To be done
Rewrite all of the items below, replacing each "Query" with "Target" and keeping every other line unchanged. Omit the pictures from your answer.

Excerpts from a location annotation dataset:
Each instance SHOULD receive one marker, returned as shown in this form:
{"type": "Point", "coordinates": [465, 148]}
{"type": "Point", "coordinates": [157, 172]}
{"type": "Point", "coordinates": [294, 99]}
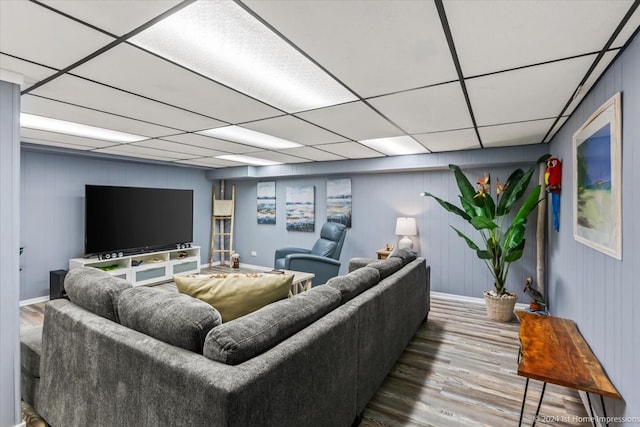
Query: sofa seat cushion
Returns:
{"type": "Point", "coordinates": [95, 290]}
{"type": "Point", "coordinates": [235, 295]}
{"type": "Point", "coordinates": [30, 350]}
{"type": "Point", "coordinates": [238, 341]}
{"type": "Point", "coordinates": [387, 267]}
{"type": "Point", "coordinates": [354, 283]}
{"type": "Point", "coordinates": [174, 318]}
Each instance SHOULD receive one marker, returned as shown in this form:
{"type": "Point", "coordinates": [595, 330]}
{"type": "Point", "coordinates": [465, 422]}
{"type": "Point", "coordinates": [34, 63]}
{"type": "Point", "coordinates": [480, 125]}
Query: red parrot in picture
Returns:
{"type": "Point", "coordinates": [553, 180]}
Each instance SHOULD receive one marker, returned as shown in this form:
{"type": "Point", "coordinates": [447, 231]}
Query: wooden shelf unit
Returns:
{"type": "Point", "coordinates": [146, 268]}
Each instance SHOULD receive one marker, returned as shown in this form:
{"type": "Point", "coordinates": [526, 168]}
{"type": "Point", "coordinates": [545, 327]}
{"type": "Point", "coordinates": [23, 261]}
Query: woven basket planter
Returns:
{"type": "Point", "coordinates": [500, 308]}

Response to this exercise
Each instance SHOULD receive one marker, returned as shown in this form:
{"type": "Point", "coordinates": [465, 148]}
{"type": "Point", "coordinates": [157, 172]}
{"type": "Point", "coordinates": [294, 99]}
Target: sofa seat cushion
Returns:
{"type": "Point", "coordinates": [95, 290]}
{"type": "Point", "coordinates": [235, 295]}
{"type": "Point", "coordinates": [30, 350]}
{"type": "Point", "coordinates": [238, 341]}
{"type": "Point", "coordinates": [387, 267]}
{"type": "Point", "coordinates": [354, 283]}
{"type": "Point", "coordinates": [174, 318]}
Each instance SHOULD receive one marker, returned as shown in this form:
{"type": "Point", "coordinates": [595, 330]}
{"type": "Point", "coordinates": [465, 422]}
{"type": "Point", "coordinates": [34, 63]}
{"type": "Point", "coordinates": [480, 125]}
Target: red parrot in picture
Returns:
{"type": "Point", "coordinates": [553, 180]}
Each instance SHOULD receive one marker, returned as shown in this form:
{"type": "Point", "coordinates": [447, 231]}
Target: wooden shelf unit
Returns:
{"type": "Point", "coordinates": [146, 268]}
Each instance SHOULD receive one marker, returned as shown in this form:
{"type": "Point", "coordinates": [526, 168]}
{"type": "Point", "coordinates": [545, 327]}
{"type": "Point", "coordinates": [23, 261]}
Target: woven basket planter
Returns:
{"type": "Point", "coordinates": [500, 308]}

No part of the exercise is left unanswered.